▶ Text provided
((
/Pavilion

Pavilion is an algorithm for handling asynchronous arrival and departure of workers from Amazon Mechanical Turk. For more details, please read our paper: https://doi.org/10.1016/j.softx.2020.100421

Primary LanguagePython

Pavilion

The Pavilion algorithm handles asynchronous arrival/departure of crowd workers from MTurk.com in the waiting and active queue for enabling real-time crowdsourcing (RTC)

Introduction

Pavilion tries to retain workers in the active queue -- a queue which contains workers who are engaged with the task-- in addition to waiting queue based on turnover conditions (e.g. when workers leave the task either from the waiting or active queue). A worker can leave the task either when she submits a task, returns it, or abandons it. Following conditions are handled in Pavilion:

  1. When worker leaves from waiting queue by submitting Human Intelligence Task (HIT) --> Pavilion hires a new worker
  2. When worker leaves from the active queue by submitting HIT --> a) Pavilion moves worker from waiting to active queue, b) Pavilion hires a new worker to fullfil the deficiency in the waiting queue
  3. When worker leaves from the active queue by returning HIT --> Pavilion moves worker from waiting to the active queue
  4. When worker leaves from the waiting queue by returning HIT --> NONE

Main Logic for Pavilion

The main logic for Pavilion is contained in Pavilion\app\Pavilion\events.py file and Pavilion\app\Pavilion\routes.py.

expireHIT event handler expires a running HIT from admin --> EXPIRE HIT button on admin interface

@socketio.on('expireHIT', namespace='/chat')

stop_this_job event handler allows clients (crowd interfaces) to submit HITs automatically --> STOP button on admin interface

@socketio.on('stop_this_job', namespace='/chat')

Connected is the most important event handler.

@socketio.on('connected', namespace='/chat')

Connected event handler does number of things;

  1. Checks whether a worker is a duplicate or new.
))
▶ Stated exercise 1
According to the Pavilion text, which event handler is the most important?

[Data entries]
((
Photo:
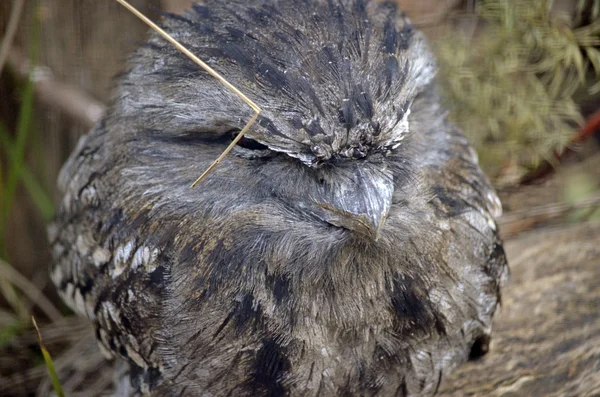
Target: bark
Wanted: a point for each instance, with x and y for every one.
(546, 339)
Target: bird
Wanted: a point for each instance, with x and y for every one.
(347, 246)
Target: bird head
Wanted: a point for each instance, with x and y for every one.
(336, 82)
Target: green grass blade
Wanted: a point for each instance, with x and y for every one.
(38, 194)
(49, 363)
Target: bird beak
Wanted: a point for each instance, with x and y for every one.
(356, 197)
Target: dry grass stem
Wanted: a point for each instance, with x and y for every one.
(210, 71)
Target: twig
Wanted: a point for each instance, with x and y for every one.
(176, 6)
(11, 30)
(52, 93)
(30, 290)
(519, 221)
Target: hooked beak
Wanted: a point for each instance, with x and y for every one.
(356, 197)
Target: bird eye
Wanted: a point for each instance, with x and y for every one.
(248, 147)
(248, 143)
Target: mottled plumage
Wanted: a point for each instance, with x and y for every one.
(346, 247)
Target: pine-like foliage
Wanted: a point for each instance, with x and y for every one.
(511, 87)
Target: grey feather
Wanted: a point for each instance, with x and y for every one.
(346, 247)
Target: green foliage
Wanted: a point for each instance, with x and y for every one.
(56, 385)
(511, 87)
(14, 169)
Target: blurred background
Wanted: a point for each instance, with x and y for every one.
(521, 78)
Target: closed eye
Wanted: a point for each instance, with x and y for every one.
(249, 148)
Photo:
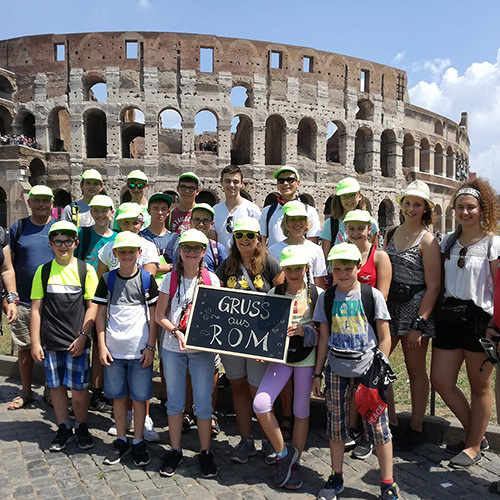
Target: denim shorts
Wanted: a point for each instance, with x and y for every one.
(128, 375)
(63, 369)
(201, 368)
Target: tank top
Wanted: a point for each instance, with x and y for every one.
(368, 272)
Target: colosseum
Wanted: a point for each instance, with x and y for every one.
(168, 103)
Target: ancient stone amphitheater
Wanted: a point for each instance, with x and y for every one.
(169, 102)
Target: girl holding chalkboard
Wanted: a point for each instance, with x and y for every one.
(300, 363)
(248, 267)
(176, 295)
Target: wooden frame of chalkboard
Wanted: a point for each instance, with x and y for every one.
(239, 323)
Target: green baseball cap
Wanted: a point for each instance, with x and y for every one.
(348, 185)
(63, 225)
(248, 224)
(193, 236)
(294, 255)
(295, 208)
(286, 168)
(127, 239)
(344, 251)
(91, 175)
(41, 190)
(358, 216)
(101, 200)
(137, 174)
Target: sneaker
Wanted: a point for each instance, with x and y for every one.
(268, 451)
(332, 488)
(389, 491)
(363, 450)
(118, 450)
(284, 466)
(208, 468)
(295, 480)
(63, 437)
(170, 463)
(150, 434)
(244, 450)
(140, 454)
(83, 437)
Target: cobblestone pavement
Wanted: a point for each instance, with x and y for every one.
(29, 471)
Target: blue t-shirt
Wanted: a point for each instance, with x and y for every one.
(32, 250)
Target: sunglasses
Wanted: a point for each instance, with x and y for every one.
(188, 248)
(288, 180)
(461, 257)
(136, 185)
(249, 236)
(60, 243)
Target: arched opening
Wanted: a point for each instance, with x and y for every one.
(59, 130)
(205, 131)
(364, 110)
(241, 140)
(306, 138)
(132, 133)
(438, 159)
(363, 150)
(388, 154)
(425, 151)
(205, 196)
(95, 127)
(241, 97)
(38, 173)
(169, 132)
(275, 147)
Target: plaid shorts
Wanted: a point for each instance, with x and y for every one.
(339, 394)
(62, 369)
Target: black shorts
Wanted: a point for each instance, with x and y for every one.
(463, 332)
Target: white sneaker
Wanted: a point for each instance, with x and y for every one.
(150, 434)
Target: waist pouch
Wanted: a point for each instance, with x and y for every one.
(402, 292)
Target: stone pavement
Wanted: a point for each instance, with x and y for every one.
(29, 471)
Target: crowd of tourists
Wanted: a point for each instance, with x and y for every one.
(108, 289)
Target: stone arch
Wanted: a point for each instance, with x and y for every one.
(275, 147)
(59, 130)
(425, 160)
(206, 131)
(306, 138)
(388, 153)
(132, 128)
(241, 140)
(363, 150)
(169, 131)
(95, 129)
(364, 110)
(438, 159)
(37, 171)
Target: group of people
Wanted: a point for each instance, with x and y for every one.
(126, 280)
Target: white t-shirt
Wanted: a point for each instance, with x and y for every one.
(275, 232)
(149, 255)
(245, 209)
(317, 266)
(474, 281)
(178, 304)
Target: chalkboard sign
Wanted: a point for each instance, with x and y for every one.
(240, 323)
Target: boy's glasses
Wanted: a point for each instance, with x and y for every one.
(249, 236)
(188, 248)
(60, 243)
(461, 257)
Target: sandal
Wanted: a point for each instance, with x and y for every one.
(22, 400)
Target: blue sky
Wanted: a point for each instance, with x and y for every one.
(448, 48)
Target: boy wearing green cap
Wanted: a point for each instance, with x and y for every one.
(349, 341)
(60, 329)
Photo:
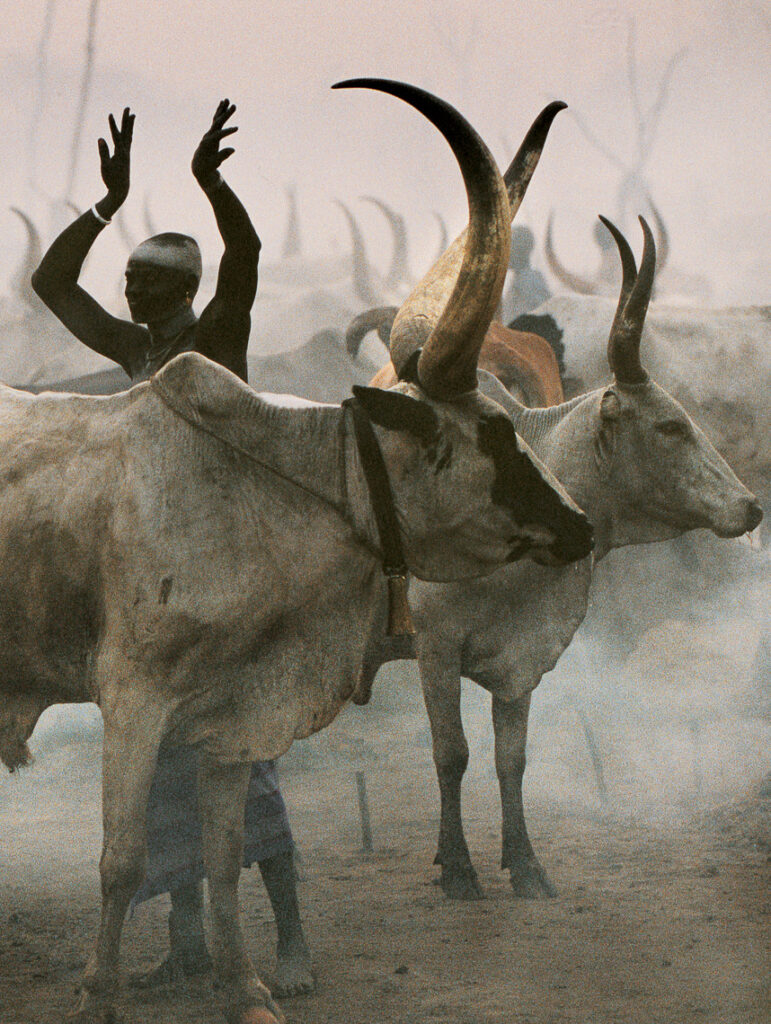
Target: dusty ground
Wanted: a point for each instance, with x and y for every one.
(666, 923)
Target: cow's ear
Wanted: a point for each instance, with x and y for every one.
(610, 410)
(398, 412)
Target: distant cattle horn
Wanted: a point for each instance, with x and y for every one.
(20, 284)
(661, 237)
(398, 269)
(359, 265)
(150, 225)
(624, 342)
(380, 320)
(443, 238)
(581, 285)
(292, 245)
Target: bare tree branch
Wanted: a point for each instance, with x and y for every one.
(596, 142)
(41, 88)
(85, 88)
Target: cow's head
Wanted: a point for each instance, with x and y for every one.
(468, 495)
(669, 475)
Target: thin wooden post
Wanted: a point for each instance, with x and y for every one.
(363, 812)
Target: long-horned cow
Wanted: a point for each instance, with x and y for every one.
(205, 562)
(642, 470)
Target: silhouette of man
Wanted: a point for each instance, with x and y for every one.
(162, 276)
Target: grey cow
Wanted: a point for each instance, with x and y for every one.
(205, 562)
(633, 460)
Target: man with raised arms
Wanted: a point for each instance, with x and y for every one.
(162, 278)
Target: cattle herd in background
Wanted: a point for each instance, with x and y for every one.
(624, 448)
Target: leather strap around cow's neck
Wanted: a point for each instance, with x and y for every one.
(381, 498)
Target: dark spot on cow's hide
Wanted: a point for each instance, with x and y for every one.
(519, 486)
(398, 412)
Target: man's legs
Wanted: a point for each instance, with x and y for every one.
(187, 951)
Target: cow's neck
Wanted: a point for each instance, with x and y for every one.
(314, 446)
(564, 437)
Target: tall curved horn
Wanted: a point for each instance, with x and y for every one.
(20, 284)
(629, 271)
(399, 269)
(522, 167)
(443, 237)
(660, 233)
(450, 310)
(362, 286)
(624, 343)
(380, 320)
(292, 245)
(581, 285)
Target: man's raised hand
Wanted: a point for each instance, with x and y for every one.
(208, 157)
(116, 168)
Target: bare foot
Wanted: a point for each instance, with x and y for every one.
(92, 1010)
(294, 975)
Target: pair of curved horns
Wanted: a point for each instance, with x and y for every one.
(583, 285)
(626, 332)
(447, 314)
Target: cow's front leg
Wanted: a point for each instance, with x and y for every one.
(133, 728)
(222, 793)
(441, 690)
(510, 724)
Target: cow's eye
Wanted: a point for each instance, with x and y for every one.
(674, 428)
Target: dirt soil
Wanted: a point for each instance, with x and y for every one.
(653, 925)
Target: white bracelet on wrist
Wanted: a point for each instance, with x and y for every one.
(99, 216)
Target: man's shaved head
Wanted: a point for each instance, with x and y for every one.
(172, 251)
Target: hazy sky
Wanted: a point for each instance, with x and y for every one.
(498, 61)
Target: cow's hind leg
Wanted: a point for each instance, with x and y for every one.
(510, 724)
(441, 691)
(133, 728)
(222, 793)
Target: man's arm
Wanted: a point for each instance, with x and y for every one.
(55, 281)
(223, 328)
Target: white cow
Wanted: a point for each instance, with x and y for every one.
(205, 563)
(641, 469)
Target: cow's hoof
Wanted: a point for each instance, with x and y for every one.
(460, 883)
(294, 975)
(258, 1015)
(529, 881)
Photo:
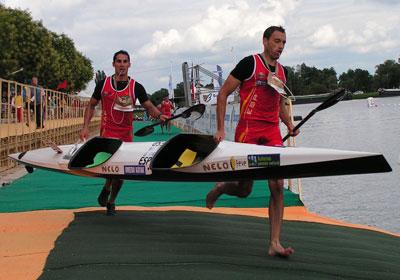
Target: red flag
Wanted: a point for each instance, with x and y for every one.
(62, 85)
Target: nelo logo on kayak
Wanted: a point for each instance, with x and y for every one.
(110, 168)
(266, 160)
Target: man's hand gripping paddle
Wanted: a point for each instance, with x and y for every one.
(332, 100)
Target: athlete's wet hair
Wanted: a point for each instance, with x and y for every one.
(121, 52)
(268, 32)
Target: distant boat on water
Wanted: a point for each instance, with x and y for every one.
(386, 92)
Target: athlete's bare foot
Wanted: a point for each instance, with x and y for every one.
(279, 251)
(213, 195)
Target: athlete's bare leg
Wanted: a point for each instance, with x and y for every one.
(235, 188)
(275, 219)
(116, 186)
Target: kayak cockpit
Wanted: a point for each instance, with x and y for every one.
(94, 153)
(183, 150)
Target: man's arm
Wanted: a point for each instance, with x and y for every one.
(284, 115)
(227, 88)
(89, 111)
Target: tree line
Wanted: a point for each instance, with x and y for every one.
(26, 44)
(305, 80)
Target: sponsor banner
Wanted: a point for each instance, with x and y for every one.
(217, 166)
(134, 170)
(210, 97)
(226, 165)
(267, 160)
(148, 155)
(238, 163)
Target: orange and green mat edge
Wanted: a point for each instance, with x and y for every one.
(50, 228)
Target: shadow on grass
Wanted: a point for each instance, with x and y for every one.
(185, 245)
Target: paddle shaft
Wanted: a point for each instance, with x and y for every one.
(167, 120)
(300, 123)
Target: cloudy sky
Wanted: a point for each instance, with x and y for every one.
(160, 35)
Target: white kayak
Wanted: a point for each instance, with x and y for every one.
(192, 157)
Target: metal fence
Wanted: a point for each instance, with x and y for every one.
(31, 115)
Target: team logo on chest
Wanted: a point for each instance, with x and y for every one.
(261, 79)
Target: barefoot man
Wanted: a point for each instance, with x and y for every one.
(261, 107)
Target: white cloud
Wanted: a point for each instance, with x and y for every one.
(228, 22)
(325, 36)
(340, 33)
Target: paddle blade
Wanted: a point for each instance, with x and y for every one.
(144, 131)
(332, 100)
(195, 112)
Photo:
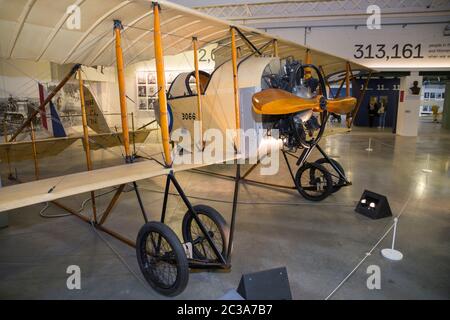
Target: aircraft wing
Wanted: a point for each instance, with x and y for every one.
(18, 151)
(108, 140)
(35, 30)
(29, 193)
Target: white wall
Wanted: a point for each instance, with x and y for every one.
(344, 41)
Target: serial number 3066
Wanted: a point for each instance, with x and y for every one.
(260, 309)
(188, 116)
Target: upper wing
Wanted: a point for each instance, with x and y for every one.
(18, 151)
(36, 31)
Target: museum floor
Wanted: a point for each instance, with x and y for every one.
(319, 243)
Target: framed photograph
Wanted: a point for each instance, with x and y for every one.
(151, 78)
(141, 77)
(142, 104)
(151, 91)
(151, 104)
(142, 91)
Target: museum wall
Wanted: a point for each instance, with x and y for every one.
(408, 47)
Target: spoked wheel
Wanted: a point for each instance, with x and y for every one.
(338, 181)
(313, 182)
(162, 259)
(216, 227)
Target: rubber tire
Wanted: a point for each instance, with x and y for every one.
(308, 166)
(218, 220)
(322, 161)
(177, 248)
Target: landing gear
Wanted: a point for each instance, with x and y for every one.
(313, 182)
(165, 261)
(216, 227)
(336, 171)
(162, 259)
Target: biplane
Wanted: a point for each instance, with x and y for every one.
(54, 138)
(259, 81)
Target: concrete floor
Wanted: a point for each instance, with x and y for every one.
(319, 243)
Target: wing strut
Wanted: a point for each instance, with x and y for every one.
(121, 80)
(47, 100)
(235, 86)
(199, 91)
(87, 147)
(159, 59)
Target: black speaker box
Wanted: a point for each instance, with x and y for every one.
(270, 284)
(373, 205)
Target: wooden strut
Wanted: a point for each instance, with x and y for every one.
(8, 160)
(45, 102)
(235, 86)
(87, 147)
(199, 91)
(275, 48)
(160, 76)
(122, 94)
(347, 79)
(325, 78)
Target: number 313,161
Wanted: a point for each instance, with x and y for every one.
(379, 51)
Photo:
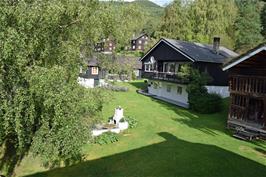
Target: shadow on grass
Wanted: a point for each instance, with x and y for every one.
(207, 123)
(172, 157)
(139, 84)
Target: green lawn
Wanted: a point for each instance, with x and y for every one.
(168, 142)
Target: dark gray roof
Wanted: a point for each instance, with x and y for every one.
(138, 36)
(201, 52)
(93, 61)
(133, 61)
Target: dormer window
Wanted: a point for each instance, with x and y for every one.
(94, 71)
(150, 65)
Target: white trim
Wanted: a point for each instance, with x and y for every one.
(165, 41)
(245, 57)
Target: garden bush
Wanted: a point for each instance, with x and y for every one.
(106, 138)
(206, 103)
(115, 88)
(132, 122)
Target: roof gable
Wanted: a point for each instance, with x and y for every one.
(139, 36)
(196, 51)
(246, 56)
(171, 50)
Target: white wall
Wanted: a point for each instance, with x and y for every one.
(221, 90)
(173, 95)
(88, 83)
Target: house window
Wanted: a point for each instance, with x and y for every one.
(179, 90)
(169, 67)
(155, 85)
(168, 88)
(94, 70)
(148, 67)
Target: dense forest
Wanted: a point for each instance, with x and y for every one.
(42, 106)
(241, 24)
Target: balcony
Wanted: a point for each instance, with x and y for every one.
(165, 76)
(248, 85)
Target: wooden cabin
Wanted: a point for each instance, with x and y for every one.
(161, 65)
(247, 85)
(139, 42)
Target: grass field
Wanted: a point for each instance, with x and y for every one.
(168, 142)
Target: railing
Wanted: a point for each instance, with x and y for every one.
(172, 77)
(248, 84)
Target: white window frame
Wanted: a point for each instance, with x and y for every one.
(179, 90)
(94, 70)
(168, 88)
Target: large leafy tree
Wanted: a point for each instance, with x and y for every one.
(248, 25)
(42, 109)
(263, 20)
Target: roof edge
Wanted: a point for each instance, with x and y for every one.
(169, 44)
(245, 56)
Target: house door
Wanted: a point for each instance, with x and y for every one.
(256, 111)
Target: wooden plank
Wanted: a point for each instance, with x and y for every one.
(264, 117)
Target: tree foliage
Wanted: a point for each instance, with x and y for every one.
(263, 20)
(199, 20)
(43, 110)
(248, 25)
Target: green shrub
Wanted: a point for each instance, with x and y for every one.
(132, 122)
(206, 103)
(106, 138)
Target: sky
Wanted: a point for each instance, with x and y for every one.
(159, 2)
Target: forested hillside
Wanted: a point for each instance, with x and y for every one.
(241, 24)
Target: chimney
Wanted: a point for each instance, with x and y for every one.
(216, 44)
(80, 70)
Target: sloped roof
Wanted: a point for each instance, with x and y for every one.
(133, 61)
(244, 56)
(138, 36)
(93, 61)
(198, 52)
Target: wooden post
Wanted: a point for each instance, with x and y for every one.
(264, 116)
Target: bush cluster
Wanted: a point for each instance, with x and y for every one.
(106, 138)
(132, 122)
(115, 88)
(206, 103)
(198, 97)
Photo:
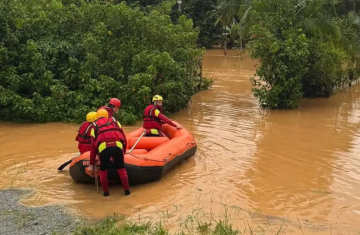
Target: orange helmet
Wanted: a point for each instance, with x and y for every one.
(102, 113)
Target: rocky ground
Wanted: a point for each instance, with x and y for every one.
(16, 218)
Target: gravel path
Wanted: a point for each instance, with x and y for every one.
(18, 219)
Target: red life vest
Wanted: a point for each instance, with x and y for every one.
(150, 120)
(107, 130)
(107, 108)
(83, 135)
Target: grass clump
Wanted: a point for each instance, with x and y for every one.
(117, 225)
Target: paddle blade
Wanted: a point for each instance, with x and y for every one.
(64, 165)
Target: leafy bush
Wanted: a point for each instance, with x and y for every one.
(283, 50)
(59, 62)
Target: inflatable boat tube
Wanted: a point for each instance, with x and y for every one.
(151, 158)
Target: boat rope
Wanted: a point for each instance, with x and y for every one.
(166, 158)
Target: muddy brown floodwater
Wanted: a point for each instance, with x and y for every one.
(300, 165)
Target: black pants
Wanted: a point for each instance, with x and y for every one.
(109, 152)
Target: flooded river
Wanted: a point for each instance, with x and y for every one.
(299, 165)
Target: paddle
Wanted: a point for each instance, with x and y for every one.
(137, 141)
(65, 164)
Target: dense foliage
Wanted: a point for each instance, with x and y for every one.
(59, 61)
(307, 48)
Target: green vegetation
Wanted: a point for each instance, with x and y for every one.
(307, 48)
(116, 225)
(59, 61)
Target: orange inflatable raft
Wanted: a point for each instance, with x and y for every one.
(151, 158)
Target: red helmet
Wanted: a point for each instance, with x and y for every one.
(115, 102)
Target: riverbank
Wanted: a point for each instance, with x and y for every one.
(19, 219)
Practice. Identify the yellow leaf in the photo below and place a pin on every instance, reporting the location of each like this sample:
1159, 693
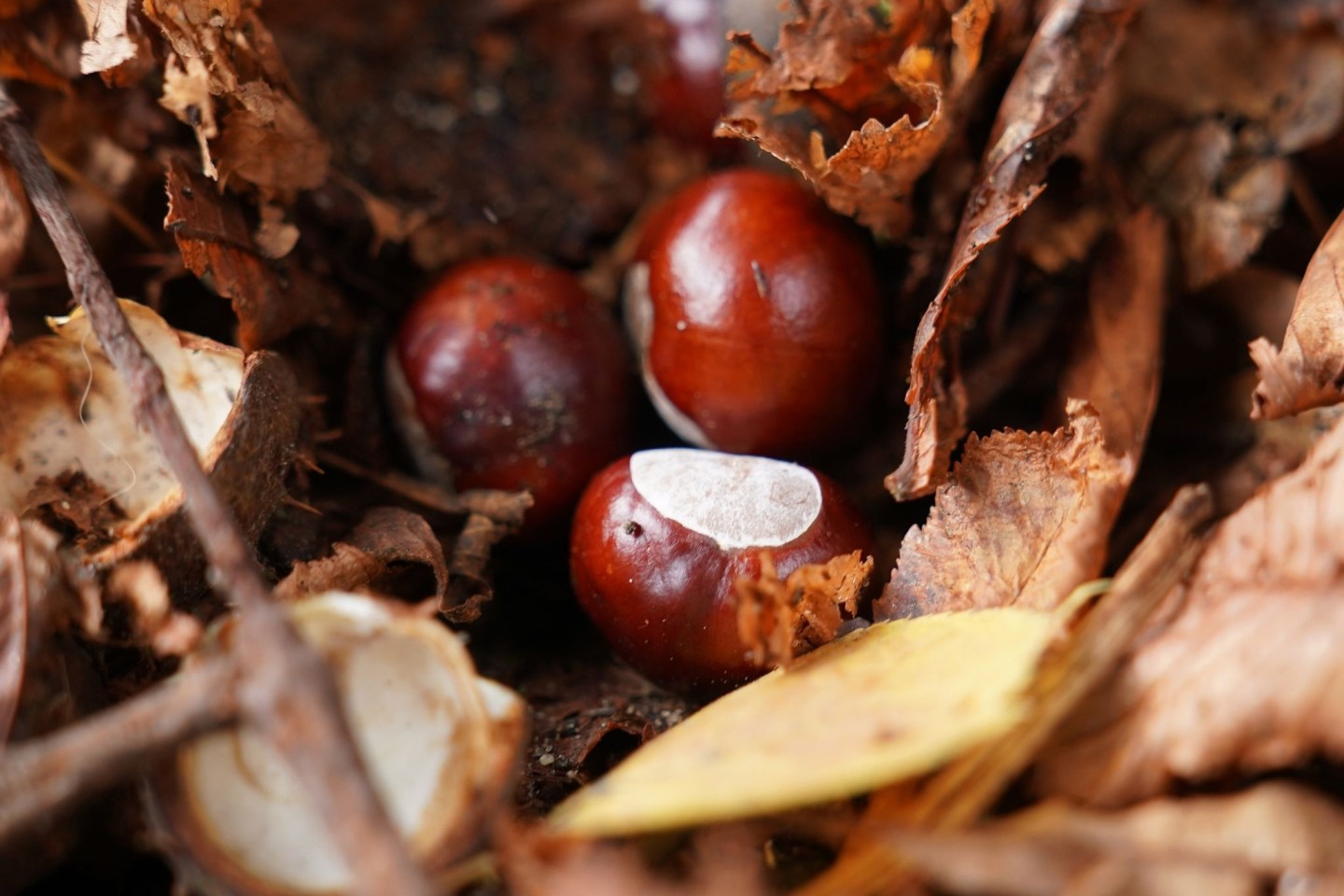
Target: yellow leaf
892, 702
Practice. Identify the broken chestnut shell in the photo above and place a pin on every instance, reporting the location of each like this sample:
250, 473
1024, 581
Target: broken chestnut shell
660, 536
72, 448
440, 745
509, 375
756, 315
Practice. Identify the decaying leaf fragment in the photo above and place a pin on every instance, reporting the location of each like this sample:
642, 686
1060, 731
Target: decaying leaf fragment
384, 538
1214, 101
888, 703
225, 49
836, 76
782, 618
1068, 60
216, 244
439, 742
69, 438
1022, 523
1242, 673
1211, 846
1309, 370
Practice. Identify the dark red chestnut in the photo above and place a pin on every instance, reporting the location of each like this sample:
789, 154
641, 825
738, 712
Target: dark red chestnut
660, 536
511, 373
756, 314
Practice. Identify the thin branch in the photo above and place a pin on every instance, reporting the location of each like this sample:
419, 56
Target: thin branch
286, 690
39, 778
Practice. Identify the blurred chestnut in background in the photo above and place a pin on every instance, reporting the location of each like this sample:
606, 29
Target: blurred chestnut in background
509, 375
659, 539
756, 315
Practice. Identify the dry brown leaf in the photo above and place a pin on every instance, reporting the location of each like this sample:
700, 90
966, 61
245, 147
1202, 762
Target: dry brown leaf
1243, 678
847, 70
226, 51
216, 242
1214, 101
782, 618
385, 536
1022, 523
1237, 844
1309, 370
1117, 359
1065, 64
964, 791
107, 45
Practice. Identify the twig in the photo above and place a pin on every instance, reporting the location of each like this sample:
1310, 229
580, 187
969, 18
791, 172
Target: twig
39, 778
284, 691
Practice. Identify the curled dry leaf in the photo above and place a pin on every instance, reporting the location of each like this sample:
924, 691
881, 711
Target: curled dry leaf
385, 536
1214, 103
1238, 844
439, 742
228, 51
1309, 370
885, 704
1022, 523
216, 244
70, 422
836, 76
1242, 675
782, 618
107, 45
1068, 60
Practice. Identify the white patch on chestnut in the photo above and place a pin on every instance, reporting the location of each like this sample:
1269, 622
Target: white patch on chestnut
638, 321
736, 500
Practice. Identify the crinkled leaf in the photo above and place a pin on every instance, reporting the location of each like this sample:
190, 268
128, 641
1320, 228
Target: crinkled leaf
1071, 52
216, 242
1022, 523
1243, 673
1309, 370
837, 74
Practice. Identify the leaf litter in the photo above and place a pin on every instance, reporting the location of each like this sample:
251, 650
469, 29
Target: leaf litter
))
▶ Stated exercise 2
Copy verbatim the part of the listing that opens with the line containing "Practice. Identify the curled" and runs through the end of the listing, including both ends.

▶ Exercise answer 1
The connected event handler.

▶ Exercise answer 2
Practice. Identify the curled dry leaf in the photo above and place a pin on every instance, reporting the location of each like this sample:
924, 691
881, 711
Target: curled dry leaf
385, 536
1214, 103
1238, 844
439, 742
228, 51
1309, 370
885, 704
1022, 523
216, 244
70, 422
836, 76
1242, 675
782, 618
107, 45
1068, 60
Practice. Identify the white patch on chestnut in the photo above and place a pin on every instance, reporting the location of each like this sample:
1269, 622
Target: white patch on chestnut
638, 321
736, 500
Practice. Identify the crinkled leaf in the photo above and place a pin on every instance, reporting the location of each like this sample:
190, 268
128, 641
1320, 228
Target: crinkled leaf
1071, 52
216, 242
1022, 523
1243, 673
1309, 370
837, 74
Practice. Identify the leaf litter in the photo above and place a pin on every instance, reporting the location of each like this sample:
251, 650
469, 29
Target: leaf litter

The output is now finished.